■ What the task asks: Reproduce the records word for word, apart from the images they contain.

■ Collected data:

● ● ● ● ● ● ●

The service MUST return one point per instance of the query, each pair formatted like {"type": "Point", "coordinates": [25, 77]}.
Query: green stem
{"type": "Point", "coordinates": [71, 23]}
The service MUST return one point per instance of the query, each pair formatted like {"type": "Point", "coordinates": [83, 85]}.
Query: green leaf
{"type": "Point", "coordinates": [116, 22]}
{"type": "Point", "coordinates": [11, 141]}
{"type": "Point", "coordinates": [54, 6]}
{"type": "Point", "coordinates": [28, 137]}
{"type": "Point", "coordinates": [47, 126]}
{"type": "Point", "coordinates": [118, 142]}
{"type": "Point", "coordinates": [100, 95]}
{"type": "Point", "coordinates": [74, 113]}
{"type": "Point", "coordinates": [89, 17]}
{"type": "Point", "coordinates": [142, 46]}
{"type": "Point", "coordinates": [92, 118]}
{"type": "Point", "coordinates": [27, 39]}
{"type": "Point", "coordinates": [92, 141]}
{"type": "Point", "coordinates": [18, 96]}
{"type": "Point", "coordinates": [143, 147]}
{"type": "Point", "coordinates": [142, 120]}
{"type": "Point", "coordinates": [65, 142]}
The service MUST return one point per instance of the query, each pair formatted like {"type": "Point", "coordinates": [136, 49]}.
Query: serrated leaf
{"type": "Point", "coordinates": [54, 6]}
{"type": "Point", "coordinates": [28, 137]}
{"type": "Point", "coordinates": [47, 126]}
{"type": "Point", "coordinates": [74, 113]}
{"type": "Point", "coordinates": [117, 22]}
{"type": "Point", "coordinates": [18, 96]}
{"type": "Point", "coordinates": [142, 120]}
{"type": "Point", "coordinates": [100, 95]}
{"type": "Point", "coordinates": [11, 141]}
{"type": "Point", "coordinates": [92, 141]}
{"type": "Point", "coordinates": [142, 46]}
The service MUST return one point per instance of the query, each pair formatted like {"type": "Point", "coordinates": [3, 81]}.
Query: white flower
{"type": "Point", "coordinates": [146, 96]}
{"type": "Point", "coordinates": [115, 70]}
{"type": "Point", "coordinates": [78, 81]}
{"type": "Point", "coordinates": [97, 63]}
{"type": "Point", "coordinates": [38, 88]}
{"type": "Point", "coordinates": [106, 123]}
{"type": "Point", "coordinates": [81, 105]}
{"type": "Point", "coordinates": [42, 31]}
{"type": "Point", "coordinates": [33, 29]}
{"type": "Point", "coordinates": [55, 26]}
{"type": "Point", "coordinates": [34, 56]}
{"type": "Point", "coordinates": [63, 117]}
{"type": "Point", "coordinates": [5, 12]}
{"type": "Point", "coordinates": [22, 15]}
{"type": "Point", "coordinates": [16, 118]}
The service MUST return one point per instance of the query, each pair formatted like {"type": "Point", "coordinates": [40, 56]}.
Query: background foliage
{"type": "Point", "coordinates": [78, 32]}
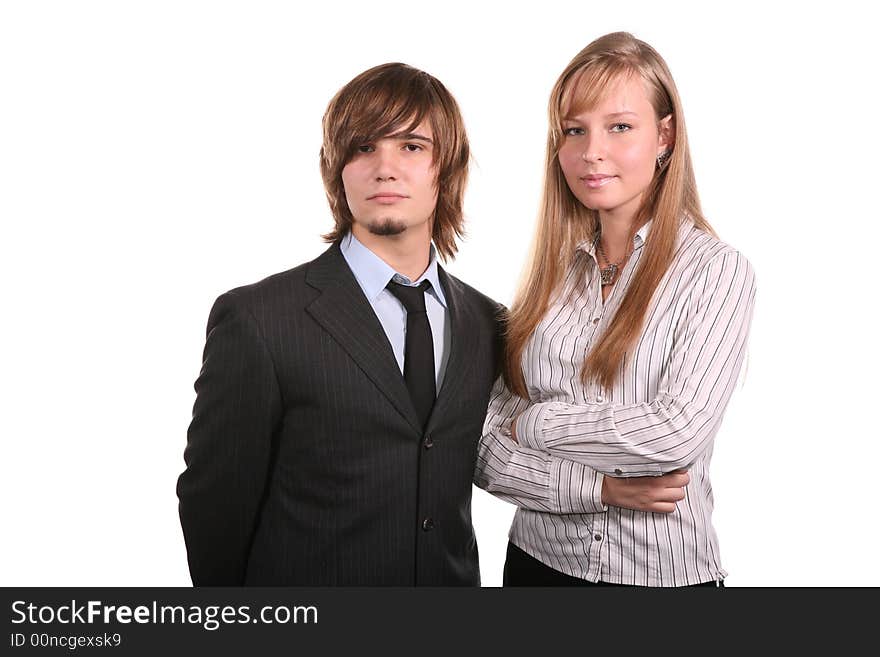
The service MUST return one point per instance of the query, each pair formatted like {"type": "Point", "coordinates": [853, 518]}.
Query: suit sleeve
{"type": "Point", "coordinates": [237, 409]}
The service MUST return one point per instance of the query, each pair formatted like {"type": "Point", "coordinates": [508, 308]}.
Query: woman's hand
{"type": "Point", "coordinates": [654, 494]}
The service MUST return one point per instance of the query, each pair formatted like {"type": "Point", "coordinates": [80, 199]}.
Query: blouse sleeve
{"type": "Point", "coordinates": [670, 432]}
{"type": "Point", "coordinates": [530, 478]}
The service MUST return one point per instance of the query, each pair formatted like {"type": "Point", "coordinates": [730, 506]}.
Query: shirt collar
{"type": "Point", "coordinates": [589, 246]}
{"type": "Point", "coordinates": [373, 273]}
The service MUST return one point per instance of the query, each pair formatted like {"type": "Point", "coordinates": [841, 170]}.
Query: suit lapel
{"type": "Point", "coordinates": [344, 312]}
{"type": "Point", "coordinates": [463, 343]}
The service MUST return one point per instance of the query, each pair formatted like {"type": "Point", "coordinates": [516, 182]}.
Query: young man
{"type": "Point", "coordinates": [335, 431]}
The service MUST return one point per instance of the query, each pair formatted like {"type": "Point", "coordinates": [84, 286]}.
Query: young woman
{"type": "Point", "coordinates": [624, 342]}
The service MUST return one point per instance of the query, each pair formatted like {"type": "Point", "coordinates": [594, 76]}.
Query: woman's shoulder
{"type": "Point", "coordinates": [699, 246]}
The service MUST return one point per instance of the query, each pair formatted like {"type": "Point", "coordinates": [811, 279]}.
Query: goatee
{"type": "Point", "coordinates": [386, 227]}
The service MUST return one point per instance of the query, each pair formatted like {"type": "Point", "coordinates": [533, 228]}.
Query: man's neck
{"type": "Point", "coordinates": [408, 253]}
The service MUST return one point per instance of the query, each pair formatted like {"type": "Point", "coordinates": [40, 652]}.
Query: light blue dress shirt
{"type": "Point", "coordinates": [373, 273]}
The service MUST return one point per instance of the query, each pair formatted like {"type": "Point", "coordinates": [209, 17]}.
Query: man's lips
{"type": "Point", "coordinates": [597, 180]}
{"type": "Point", "coordinates": [386, 197]}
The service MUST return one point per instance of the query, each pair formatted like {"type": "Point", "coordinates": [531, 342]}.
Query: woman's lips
{"type": "Point", "coordinates": [595, 181]}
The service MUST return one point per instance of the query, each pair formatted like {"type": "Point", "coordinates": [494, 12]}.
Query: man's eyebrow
{"type": "Point", "coordinates": [407, 136]}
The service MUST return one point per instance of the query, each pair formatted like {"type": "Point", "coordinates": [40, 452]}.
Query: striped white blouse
{"type": "Point", "coordinates": [662, 415]}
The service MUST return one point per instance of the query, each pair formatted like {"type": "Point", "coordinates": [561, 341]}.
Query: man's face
{"type": "Point", "coordinates": [390, 183]}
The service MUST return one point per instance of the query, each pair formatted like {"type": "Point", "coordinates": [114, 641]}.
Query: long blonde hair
{"type": "Point", "coordinates": [564, 222]}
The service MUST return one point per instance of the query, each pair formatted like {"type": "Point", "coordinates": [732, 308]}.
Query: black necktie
{"type": "Point", "coordinates": [418, 352]}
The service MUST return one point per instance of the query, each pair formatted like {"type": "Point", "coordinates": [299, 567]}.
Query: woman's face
{"type": "Point", "coordinates": [609, 153]}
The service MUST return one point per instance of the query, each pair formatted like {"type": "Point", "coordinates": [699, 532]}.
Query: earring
{"type": "Point", "coordinates": [663, 158]}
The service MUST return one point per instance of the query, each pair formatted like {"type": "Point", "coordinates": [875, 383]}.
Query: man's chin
{"type": "Point", "coordinates": [387, 227]}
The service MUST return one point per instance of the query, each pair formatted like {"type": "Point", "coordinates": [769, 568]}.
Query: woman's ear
{"type": "Point", "coordinates": [667, 134]}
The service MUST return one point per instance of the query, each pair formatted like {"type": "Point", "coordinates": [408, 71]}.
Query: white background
{"type": "Point", "coordinates": [155, 154]}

● ● ● ● ● ● ●

■ Answer space:
The service MUST return one point per instance of the query, each pair formatted like {"type": "Point", "coordinates": [25, 77]}.
Query: green stem
{"type": "Point", "coordinates": [71, 23]}
The service MUST return one point per instance of the query, each pair formatted like {"type": "Point", "coordinates": [83, 85]}.
Query: green leaf
{"type": "Point", "coordinates": [116, 22]}
{"type": "Point", "coordinates": [11, 141]}
{"type": "Point", "coordinates": [54, 6]}
{"type": "Point", "coordinates": [28, 137]}
{"type": "Point", "coordinates": [47, 126]}
{"type": "Point", "coordinates": [118, 142]}
{"type": "Point", "coordinates": [100, 95]}
{"type": "Point", "coordinates": [74, 113]}
{"type": "Point", "coordinates": [89, 17]}
{"type": "Point", "coordinates": [142, 46]}
{"type": "Point", "coordinates": [92, 118]}
{"type": "Point", "coordinates": [27, 39]}
{"type": "Point", "coordinates": [92, 141]}
{"type": "Point", "coordinates": [18, 96]}
{"type": "Point", "coordinates": [143, 147]}
{"type": "Point", "coordinates": [142, 120]}
{"type": "Point", "coordinates": [65, 142]}
The service MUST return one point per instance of the query, each pair formatted like {"type": "Point", "coordinates": [136, 49]}.
Query: serrated leaf
{"type": "Point", "coordinates": [54, 6]}
{"type": "Point", "coordinates": [28, 137]}
{"type": "Point", "coordinates": [47, 126]}
{"type": "Point", "coordinates": [74, 113]}
{"type": "Point", "coordinates": [117, 22]}
{"type": "Point", "coordinates": [18, 96]}
{"type": "Point", "coordinates": [142, 120]}
{"type": "Point", "coordinates": [100, 95]}
{"type": "Point", "coordinates": [11, 141]}
{"type": "Point", "coordinates": [92, 141]}
{"type": "Point", "coordinates": [142, 46]}
The service MUST return one point per instance of the query, each pair formatted like {"type": "Point", "coordinates": [3, 81]}.
Query: white flower
{"type": "Point", "coordinates": [146, 96]}
{"type": "Point", "coordinates": [115, 70]}
{"type": "Point", "coordinates": [78, 81]}
{"type": "Point", "coordinates": [97, 63]}
{"type": "Point", "coordinates": [38, 88]}
{"type": "Point", "coordinates": [106, 123]}
{"type": "Point", "coordinates": [81, 105]}
{"type": "Point", "coordinates": [42, 31]}
{"type": "Point", "coordinates": [33, 29]}
{"type": "Point", "coordinates": [55, 26]}
{"type": "Point", "coordinates": [34, 56]}
{"type": "Point", "coordinates": [63, 117]}
{"type": "Point", "coordinates": [5, 12]}
{"type": "Point", "coordinates": [22, 15]}
{"type": "Point", "coordinates": [16, 118]}
The service MUST return one point per instance of the query, each pair formatted like {"type": "Point", "coordinates": [40, 56]}.
Query: background foliage
{"type": "Point", "coordinates": [78, 32]}
The service MUST return one point per instance of the query, each pair formatted like {"type": "Point", "coordinates": [853, 518]}.
Query: suit sleeve
{"type": "Point", "coordinates": [237, 409]}
The service MUST return one point per instance of the query, each pair formatted like {"type": "Point", "coordinates": [508, 308]}.
Query: woman's hand
{"type": "Point", "coordinates": [654, 494]}
The service MUST return one point per instance of the query, each pair formatted like {"type": "Point", "coordinates": [80, 199]}.
Query: blouse sleeve
{"type": "Point", "coordinates": [670, 432]}
{"type": "Point", "coordinates": [530, 478]}
The service MUST return one point per instance of the query, each pair formatted like {"type": "Point", "coordinates": [730, 506]}.
Query: shirt collar
{"type": "Point", "coordinates": [589, 246]}
{"type": "Point", "coordinates": [373, 273]}
The service MUST return one point per instance of the query, each pair formatted like {"type": "Point", "coordinates": [841, 170]}.
Query: suit lapel
{"type": "Point", "coordinates": [344, 312]}
{"type": "Point", "coordinates": [463, 343]}
The service MUST return one point per instance of the query, each pair formatted like {"type": "Point", "coordinates": [516, 182]}.
Query: young man
{"type": "Point", "coordinates": [335, 431]}
The service MUST return one point per instance of the query, each pair formatted like {"type": "Point", "coordinates": [84, 286]}.
Query: young woman
{"type": "Point", "coordinates": [624, 342]}
The service MUST return one point per instance of the query, each pair formatted like {"type": "Point", "coordinates": [594, 76]}.
Query: woman's shoulder
{"type": "Point", "coordinates": [699, 246]}
The service MUST return one point per instance of the query, each pair formatted like {"type": "Point", "coordinates": [811, 279]}.
Query: goatee
{"type": "Point", "coordinates": [386, 227]}
The service MUST return one point per instance of the query, each pair formatted like {"type": "Point", "coordinates": [533, 228]}.
Query: man's neck
{"type": "Point", "coordinates": [408, 253]}
The service MUST return one point per instance of the query, each pair formatted like {"type": "Point", "coordinates": [40, 652]}.
Query: light blue dress shirt
{"type": "Point", "coordinates": [373, 273]}
The service MUST return one point per instance of the query, each pair formatted like {"type": "Point", "coordinates": [209, 17]}.
Query: man's lips
{"type": "Point", "coordinates": [597, 180]}
{"type": "Point", "coordinates": [386, 197]}
The service MUST return one point per instance of the query, each pair formatted like {"type": "Point", "coordinates": [531, 342]}.
Query: woman's lips
{"type": "Point", "coordinates": [595, 181]}
The service MUST return one point per instance of the query, each pair formatted like {"type": "Point", "coordinates": [494, 12]}.
Query: man's eyebrow
{"type": "Point", "coordinates": [407, 136]}
The service MUST return one point per instance of the query, each pair formatted like {"type": "Point", "coordinates": [40, 452]}.
Query: striped white blouse
{"type": "Point", "coordinates": [662, 415]}
The service MUST return one point per instance of the query, each pair formatted like {"type": "Point", "coordinates": [561, 341]}.
Query: man's face
{"type": "Point", "coordinates": [390, 183]}
The service MUST return one point per instance of the query, each pair formatted like {"type": "Point", "coordinates": [114, 641]}.
Query: long blonde hair
{"type": "Point", "coordinates": [564, 222]}
The service MUST return one point per instance of the query, each pair formatted like {"type": "Point", "coordinates": [732, 308]}.
Query: black necktie
{"type": "Point", "coordinates": [418, 352]}
The service MUST return one point per instance of the query, each pair formatted like {"type": "Point", "coordinates": [299, 567]}.
Query: woman's face
{"type": "Point", "coordinates": [609, 153]}
The service MUST return one point per instance of the query, each pair formatted like {"type": "Point", "coordinates": [699, 532]}.
Query: earring
{"type": "Point", "coordinates": [663, 158]}
The service MUST return one point per instance of the query, each pair formatted like {"type": "Point", "coordinates": [875, 383]}.
Query: man's chin
{"type": "Point", "coordinates": [387, 227]}
The service MUST return one point per instance of the query, each pair formatted like {"type": "Point", "coordinates": [769, 568]}.
Query: woman's ear
{"type": "Point", "coordinates": [667, 134]}
The service MUST return one point per instance of the query, each pair formatted like {"type": "Point", "coordinates": [408, 71]}.
Query: white background
{"type": "Point", "coordinates": [155, 154]}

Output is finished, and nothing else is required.